[Task description]: Locate every line in the listing below that contains the word "flower", and copy each of those lines.

[Material to process]:
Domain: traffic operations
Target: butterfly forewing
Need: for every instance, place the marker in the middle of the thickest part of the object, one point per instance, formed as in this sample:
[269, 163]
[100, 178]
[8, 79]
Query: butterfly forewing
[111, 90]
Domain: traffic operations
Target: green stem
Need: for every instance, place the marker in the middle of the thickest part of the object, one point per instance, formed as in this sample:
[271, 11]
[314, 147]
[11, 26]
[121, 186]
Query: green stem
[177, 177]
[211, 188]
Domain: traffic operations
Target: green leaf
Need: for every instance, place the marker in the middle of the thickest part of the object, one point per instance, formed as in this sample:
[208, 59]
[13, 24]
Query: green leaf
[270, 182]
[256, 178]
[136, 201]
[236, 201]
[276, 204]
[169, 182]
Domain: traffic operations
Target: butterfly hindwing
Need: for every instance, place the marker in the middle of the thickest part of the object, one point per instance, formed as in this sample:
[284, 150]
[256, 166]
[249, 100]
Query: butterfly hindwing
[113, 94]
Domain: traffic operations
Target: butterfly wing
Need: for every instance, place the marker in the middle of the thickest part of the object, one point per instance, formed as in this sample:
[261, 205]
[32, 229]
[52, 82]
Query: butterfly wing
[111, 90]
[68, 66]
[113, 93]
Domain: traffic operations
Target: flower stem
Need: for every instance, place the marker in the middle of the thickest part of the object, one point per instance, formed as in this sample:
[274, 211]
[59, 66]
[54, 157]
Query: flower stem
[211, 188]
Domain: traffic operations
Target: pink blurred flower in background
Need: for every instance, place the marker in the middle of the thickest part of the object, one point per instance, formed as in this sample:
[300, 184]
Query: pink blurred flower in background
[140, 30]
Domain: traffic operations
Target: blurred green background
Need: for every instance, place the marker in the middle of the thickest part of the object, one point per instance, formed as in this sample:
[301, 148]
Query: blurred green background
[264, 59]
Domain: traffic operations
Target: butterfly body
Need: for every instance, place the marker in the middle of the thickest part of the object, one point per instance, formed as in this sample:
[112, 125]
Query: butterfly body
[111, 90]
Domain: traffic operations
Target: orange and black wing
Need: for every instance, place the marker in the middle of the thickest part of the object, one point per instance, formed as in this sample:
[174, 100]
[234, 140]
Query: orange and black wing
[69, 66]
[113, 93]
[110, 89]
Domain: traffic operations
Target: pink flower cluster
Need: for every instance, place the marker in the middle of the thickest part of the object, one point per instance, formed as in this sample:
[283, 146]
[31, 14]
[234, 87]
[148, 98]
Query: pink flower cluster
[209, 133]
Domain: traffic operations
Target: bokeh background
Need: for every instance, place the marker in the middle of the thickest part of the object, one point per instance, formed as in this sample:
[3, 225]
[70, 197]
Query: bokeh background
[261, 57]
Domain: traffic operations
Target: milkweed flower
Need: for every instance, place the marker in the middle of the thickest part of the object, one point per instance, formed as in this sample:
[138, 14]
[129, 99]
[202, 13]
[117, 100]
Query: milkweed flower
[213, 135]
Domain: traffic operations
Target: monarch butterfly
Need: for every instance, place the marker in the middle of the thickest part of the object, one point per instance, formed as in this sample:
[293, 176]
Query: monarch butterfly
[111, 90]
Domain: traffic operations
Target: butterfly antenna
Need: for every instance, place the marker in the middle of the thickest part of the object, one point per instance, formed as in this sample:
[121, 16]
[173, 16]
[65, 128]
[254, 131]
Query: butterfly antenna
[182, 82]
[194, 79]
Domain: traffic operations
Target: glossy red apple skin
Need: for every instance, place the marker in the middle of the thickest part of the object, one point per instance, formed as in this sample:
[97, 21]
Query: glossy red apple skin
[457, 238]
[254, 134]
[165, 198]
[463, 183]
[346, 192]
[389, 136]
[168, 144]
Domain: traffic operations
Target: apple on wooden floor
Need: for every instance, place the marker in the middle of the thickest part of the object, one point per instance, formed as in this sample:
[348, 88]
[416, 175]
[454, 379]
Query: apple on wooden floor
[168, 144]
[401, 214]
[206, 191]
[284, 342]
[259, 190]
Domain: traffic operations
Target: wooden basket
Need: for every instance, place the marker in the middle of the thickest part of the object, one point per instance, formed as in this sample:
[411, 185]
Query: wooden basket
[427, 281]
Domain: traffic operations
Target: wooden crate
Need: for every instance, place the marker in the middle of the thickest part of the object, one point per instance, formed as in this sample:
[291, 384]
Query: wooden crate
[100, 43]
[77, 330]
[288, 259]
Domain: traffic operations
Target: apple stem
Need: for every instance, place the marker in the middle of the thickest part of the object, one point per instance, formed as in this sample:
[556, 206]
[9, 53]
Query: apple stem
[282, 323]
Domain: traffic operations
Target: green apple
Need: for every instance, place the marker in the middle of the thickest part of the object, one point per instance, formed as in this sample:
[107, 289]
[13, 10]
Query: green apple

[Worked solution]:
Target: flower stem
Query: flower stem
Target: pink blurred flower in background
Query: pink blurred flower in background
Target: pink flower cluster
Query: pink flower cluster
Target: milkweed flower
Query: milkweed flower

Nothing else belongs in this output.